**Description of the task**
Below, copy out the records verbatim, from the line containing "Task: tag every instance of the shirt" through the line containing "pixel 304 301", both included. Give only those lines.

**Task inputs**
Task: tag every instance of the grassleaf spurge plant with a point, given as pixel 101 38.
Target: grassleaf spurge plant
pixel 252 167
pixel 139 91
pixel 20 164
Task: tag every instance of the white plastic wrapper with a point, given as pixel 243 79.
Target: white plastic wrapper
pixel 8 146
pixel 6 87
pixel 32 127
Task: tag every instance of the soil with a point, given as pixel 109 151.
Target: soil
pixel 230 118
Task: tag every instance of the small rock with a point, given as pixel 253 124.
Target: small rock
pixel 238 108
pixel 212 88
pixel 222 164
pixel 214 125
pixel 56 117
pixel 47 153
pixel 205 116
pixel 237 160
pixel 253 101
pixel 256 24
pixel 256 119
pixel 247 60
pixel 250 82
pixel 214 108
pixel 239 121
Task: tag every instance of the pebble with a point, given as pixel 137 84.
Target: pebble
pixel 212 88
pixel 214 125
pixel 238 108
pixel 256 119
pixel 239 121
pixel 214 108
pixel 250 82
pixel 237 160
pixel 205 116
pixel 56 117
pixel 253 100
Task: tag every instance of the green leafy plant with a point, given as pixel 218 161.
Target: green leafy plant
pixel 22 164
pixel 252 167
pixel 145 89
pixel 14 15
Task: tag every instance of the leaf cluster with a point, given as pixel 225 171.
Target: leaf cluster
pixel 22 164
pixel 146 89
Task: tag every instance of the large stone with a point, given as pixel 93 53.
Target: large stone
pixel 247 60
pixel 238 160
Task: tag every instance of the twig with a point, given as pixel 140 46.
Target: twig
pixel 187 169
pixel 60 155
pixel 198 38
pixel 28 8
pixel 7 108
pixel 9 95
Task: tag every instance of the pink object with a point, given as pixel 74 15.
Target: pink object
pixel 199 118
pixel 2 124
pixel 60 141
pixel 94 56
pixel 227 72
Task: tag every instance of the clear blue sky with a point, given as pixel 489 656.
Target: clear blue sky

---

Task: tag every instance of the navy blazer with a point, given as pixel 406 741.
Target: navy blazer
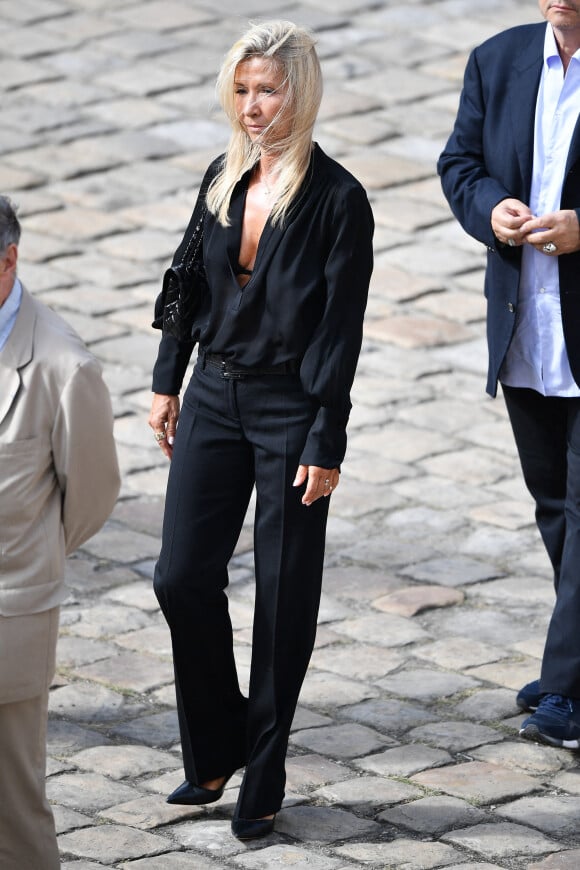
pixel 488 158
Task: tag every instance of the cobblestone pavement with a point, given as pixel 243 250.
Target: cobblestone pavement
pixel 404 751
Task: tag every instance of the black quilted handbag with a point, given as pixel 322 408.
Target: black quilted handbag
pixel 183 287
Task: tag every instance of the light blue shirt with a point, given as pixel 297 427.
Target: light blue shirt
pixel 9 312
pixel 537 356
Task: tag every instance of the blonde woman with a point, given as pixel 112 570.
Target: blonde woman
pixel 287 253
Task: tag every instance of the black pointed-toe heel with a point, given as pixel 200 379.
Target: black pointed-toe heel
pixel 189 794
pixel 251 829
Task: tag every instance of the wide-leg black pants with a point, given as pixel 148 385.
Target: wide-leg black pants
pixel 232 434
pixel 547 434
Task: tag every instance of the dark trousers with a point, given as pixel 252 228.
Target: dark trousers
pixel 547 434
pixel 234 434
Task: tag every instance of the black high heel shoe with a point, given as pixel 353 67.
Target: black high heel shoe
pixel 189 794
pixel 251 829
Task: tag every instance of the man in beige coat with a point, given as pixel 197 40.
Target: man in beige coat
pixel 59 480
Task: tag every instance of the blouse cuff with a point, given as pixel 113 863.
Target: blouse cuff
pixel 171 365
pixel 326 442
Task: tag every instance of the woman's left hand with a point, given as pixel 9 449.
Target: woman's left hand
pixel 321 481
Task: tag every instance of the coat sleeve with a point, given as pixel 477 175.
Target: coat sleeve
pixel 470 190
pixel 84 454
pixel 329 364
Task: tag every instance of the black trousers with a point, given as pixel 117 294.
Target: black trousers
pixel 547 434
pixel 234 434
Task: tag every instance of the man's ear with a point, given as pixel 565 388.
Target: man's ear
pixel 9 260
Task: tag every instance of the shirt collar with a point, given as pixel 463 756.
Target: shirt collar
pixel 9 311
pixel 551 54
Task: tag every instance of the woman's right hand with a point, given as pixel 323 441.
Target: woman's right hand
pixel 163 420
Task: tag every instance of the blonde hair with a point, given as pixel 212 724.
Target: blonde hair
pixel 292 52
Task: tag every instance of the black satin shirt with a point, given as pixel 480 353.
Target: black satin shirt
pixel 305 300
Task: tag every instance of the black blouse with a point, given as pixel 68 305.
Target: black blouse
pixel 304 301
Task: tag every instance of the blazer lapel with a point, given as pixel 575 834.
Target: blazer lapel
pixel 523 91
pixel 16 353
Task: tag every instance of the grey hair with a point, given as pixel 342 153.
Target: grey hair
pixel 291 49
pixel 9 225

**Response below**
Task: tag every instance of the shirt collar with a point, given as pixel 463 756.
Target: shirt collar
pixel 9 311
pixel 551 54
Task: tag every instance of the woman's right hand with a point, given as pixel 323 441.
Target: woman's right hand
pixel 163 420
Task: tag every instance of the blonde hair with a point, given as pixel 212 724.
Target: blonde hair
pixel 292 52
Task: tag every instance of the black satin shirt with a point, given as pixel 480 353.
Target: black satin shirt
pixel 305 300
Task: tag every instance of the black blouse with a point, given as pixel 68 305.
Target: black blouse
pixel 304 301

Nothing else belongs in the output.